Natural language region descriptions:
====

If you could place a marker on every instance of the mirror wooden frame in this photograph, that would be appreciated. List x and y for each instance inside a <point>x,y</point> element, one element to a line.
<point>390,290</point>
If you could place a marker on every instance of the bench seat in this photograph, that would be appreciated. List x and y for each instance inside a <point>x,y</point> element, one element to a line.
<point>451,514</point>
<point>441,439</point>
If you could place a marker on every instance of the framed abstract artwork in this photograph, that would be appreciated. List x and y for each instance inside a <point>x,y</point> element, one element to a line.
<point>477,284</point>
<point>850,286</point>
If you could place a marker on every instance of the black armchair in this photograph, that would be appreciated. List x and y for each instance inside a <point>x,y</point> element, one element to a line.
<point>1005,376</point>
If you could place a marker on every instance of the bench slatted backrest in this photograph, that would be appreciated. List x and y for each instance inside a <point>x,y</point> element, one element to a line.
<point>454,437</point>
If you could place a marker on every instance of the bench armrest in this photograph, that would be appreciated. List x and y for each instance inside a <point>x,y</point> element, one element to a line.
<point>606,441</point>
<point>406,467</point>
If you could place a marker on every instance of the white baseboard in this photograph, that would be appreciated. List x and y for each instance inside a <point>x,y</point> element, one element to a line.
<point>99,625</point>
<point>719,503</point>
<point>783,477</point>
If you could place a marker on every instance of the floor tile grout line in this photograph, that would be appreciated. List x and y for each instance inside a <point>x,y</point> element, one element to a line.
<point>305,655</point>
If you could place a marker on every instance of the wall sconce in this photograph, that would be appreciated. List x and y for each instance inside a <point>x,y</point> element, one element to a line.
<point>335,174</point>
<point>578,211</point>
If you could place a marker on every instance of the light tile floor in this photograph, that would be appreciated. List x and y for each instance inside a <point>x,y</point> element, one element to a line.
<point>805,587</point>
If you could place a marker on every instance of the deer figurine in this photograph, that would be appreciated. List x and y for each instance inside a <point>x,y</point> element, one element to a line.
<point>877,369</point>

====

__What the task asks__: The lines wanted are those from the one with "of the floor" through the last line of the records, repeated exactly and with both ends included.

__Task response__:
If you could place a marker on every instance of the floor tile grout line in this photograph, that would be appreciated. List x and y for each instance inside a <point>x,y</point> element, one element to a line.
<point>305,655</point>
If you could place a marker on every instance of the wall sconce in this photograph, that would be appreciated. List x and y for each instance inside a <point>x,y</point> element, one element to a line.
<point>335,174</point>
<point>578,211</point>
If you could place a marker on every instance of the light tile floor in this photograph, that would be appreciated. List x and y for each instance inside a <point>x,y</point> element, one element to a line.
<point>805,587</point>
If you could place a marker on every instance of the deer figurine in this photograph, that would be appreciated. List x and y for each instance inside a <point>x,y</point> element, one element to a line.
<point>877,369</point>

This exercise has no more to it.